* start SELECTED EXTRACT *

Marginal performance improvements in dynahash: make sure that everything

author Tom Lane <tgl@sss.pgh.pa.us>

Fri, 6 May 2005 00:19:14 +0000 (00:19 +0000)

committer Tom Lane <tgl@sss.pgh.pa.us>

Fri, 6 May 2005 00:19:14 +0000 (00:19 +0000)
author Tom Lane <tgl@sss.pgh.pa.us>
Fri, 6 May 2005 00:19:14 +0000 (00:19 +0000)
committer Tom Lane <tgl@sss.pgh.pa.us>
Fri, 6 May 2005 00:19:14 +0000 (00:19 +0000)
diff --git a/src/backend/utils/hash/dynahash.c b/src/backend/utils/hash/dynahash.c

index 06e848a47d381e53dd482486cbe1beac2e15153d..1ff3a9d142d349bdacdb3a0100a6eae8dc6dce63 100644 (file)
--- a/src/backend/utils/hash/dynahash.c
+++ b/src/backend/utils/hash/dynahash.c
@@ -9,7 +9,7 @@
   *
   *
   * IDENTIFICATION
- *       $PostgreSQL: pgsql/src/backend/utils/hash/dynahash.c,v 1.58 2004/12/31 22:01:37 pgsql Exp $
+ *       $PostgreSQL: pgsql/src/backend/utils/hash/dynahash.c,v 1.59 2005/05/06 00:19:14 tgl Exp $
   *
   *-------------------------------------------------------------------------
   */
@@ -72,9 +72,8 @@ static void hash_corrupted(HTAB *hashp);
  
  
  /*
- * memory allocation routines
+ * memory allocation support
   */
-static MemoryContext DynaHashCxt = NULL;
  static MemoryContext CurrentDynaHashCxt = NULL;
  
  static void *
@@ -84,10 +83,6 @@ DynaHashAlloc(Size size)

* end SELECTED EXTRACT *
* start DATASET ENTRIES *

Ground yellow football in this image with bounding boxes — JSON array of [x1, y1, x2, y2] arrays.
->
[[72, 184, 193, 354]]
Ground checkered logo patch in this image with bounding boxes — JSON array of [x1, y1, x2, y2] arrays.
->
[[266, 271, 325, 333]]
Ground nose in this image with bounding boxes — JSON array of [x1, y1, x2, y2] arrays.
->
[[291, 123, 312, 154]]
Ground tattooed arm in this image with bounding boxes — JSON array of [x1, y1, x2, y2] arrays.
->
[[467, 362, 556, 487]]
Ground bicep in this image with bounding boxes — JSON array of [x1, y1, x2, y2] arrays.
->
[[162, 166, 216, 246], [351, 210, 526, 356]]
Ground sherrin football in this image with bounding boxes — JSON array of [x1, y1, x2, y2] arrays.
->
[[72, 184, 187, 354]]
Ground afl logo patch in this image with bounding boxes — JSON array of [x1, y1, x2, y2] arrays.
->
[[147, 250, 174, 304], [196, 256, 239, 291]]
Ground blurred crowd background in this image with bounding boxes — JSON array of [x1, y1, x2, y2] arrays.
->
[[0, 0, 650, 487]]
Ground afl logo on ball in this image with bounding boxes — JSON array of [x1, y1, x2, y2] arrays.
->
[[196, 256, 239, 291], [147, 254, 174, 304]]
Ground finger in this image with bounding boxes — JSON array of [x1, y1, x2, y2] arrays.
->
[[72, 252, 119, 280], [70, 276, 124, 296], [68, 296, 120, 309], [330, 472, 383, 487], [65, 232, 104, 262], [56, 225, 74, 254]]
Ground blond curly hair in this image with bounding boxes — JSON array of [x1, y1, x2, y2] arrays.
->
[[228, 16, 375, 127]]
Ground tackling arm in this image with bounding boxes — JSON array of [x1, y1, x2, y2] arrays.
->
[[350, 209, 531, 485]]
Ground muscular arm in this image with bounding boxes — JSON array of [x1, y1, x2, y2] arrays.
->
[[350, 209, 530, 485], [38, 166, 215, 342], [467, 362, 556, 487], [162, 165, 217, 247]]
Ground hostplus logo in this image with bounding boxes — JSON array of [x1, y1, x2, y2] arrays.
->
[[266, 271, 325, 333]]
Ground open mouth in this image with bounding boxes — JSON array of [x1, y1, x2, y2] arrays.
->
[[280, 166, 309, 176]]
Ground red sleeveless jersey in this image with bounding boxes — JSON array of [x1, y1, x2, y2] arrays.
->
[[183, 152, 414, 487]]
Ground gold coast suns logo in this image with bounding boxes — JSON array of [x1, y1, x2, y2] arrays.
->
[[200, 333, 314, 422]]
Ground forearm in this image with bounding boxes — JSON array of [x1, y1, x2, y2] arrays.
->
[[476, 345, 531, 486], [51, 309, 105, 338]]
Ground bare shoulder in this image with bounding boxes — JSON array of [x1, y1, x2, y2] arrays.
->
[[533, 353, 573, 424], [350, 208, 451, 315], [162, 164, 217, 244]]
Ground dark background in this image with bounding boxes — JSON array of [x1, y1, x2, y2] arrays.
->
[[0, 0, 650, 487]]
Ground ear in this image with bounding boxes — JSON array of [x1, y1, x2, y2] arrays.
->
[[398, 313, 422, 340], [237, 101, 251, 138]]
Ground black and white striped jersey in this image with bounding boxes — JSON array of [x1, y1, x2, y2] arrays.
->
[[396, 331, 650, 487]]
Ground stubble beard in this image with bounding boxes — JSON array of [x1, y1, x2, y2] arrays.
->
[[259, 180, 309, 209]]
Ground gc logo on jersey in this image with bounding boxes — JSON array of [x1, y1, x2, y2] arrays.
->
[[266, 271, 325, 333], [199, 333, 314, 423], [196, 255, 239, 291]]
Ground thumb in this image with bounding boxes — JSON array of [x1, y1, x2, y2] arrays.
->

* end DATASET ENTRIES *
* start DATASET ENTRIES *

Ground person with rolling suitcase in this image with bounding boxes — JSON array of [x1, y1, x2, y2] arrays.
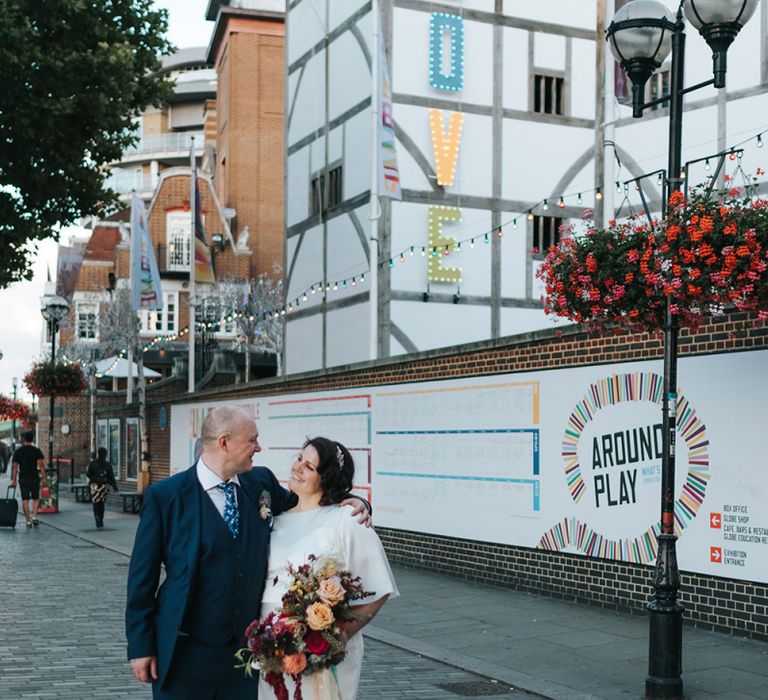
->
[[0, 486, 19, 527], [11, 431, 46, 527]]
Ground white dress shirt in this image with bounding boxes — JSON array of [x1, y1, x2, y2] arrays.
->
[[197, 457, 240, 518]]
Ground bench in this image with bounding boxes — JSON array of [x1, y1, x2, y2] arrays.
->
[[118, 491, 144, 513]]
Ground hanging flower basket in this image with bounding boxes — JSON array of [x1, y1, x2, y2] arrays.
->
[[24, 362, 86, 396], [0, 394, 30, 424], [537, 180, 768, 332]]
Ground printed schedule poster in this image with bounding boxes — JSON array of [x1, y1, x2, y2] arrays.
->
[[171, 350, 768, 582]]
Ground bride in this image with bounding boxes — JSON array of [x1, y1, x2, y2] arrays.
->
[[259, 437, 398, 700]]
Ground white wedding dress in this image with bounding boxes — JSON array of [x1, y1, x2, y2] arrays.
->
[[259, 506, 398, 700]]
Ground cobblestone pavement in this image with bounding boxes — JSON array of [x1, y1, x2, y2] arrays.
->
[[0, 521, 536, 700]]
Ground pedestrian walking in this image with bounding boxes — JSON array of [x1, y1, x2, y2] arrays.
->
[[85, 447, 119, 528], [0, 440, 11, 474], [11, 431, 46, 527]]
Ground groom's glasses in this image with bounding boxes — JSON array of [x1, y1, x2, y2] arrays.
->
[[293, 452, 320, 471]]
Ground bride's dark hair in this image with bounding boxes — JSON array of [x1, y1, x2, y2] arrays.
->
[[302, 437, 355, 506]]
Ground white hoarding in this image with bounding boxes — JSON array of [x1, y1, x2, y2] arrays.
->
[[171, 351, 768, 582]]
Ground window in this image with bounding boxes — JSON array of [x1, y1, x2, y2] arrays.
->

* end DATASET ENTRIES *

WORK TO COMPLETE
[1] Condense the block of the dynahash commit page that begins "@@ -72,9 +72,8 @@" into a short list that keeps its main changes.
[2] Extend the dynahash commit page past its final line, writing the next portion of the diff.
The items play no part in the work on the dynahash commit page.

ANSWERS IN ORDER
[1]
- The block starts at line 72 of dynahash.c, after "static void hash_corrupted(HTAB *hashp);". Nine lines become eight.
- The comment "memory allocation routines" is changed to "memory allocation support".
- The declaration "static MemoryContext DynaHashCxt = NULL;" is removed.
- "static MemoryContext CurrentDynaHashCxt = NULL;" and the following "static void *" stay unchanged.

[2]
         return MemoryContextAlloc(CurrentDynaHashCxt, size);
  }
  
-#define MEM_ALLOC              DynaHashAlloc
-#undef MEM_FREE                                /* already in windows header files */
-#define MEM_FREE               pfree
-
  
  #if HASH_STATISTICS
  static long hash_accesses,
@@ -98,31 +93,60 @@ static long hash_accesses,
  
  /************************** CREATE ROUTINES **********************/
  
+/*
+ * hash_create -- create a new dynamic hash table
+ *
+ *     tabname: a name for the table (for debugging purposes)
+ *     nelem: maximum number of elements expected
+ *     *info: additional table parameters, as indicated by flags
+ *     flags: bitmask indicating which parameters to take from *info
+ *
+ * Note: for a shared-memory hashtable, nelem needs to be a pretty good
+ * estimate, since we can't expand the table on the fly.  But an unshared
+ * hashtable can be expanded on-the-fly, so it's better for nelem to be
+ * on the small side and let the table grow if it's exceeded.  An overly
+ * large nelem will penalize hash_seq_search speed without buying much.
+ */
  HTAB *
  hash_create(const char *tabname, long nelem, HASHCTL *info, int flags)
  {
         HTAB       *hashp;
         HASHHDR    *hctl;
  
-       /* First time through, create a memory context for hash tables */
-       if (!DynaHashCxt)
-               DynaHashCxt = AllocSetContextCreate(TopMemoryContext,
-                                                                                       "DynaHash",
-                                                                                       ALLOCSET_DEFAULT_MINSIZE,
-                                                                                       ALLOCSET_DEFAULT_INITSIZE,
-                                                                                       ALLOCSET_DEFAULT_MAXSIZE);
-
-       /* Select allocation context for this hash table */
-       if (flags & HASH_CONTEXT)
-               CurrentDynaHashCxt = info->hcxt;
+       /*
+        * For shared hash tables, we have a local hash header (HTAB struct)
+        * that we allocate in TopMemoryContext; all else is in shared memory.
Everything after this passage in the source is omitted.